=== Passage to read ===

Monday, June 20, 2011

The Emergence of Capitalist Economics II

Yanis Varoufakis, Joseph Halevi, Nicholas J. Theocarakis, 2011, Modern Political Economics: making sense of the post-2008 world, London: Routledge.

In Chapter 3 we are treated to an account of the usual Ricardian corn model, regarded by some economists as illustrative of the inner workings of a capitalist economy, upon which the seeds of the profession’s love affair with models were planted in 1817.

YHT also link Adam Smith to the problems with which the corn model is lined up to discuss and which the late 19th-century mathematical school went on to separate economics even further from the real world, leading to the fantasies of General Equilibrium and much of microeconomics as we know it today.

YHT have a habit of using language that belies the assertions they make (some of it not even explained, such as what appears to be of unexplained post-Marxist vintage in regard of commodities).

For example, to Adam Smith is attributed a notion of ‘natural’ prices as the ‘lowest possible per unit cost’, while I consider him to have argued that the ‘natural’ price as one that covers those costs (rent paid to the landowner, wages advanced to labour and revenue to cover the provider of the stock’s outlays (in respect of rent and wages), and his subsistence plus a profit. These natural rates, of rent, wages, and profit, are ‘regulated’ by local circumstances in each ‘neighourhood’ and the ‘circumstances of each society’ (‘their riches or poverty, their advancing, stationary, or declining condition and … particular nature of each commodity’ (WN I.vii.1-2).

===

• **Set problem A**: Which chapter does the book review say gives an account of the usual Ricardian corn model?

=== Data records ===

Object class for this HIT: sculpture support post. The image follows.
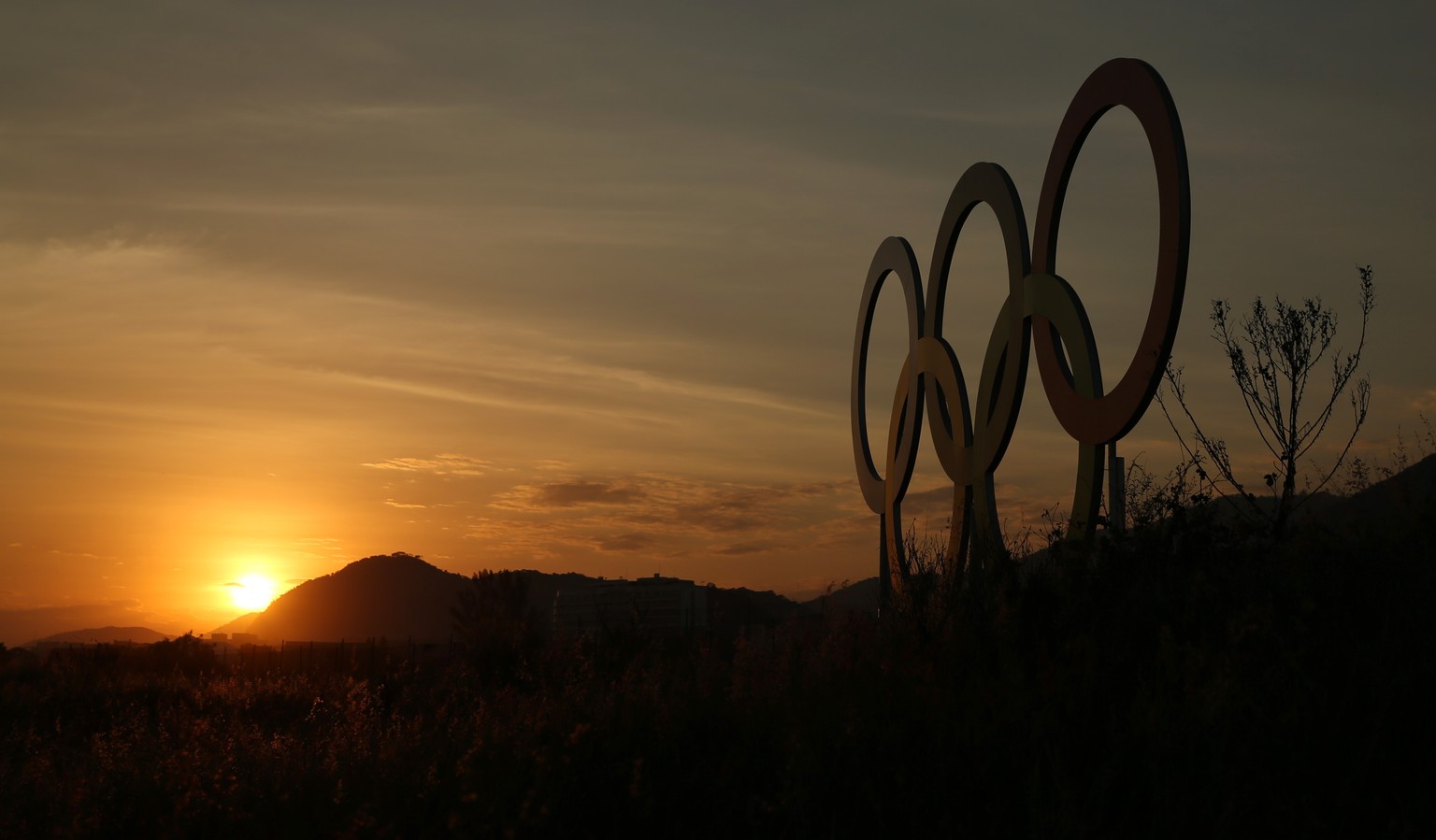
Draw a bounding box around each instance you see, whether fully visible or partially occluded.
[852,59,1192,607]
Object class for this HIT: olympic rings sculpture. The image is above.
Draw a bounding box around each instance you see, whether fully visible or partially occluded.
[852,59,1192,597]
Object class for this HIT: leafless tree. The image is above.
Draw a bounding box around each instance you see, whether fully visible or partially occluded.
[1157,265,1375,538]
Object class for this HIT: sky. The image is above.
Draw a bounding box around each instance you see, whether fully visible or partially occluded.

===

• **Set problem B**: Render the part of the records that opens with the line containing "Object class for this HIT: leafless" and closes with the last line of the records as a numbered list, omitting blank lines.

• **Task answer A**: Chapter 3.

• **Task answer B**:
1. Object class for this HIT: leafless tree. The image is above.
2. Draw a bounding box around each instance you see, whether fully visible or partially occluded.
3. [1157,265,1375,538]
4. Object class for this HIT: sky. The image is above.
5. Draw a bounding box around each instance you see, whether fully visible or partially occluded.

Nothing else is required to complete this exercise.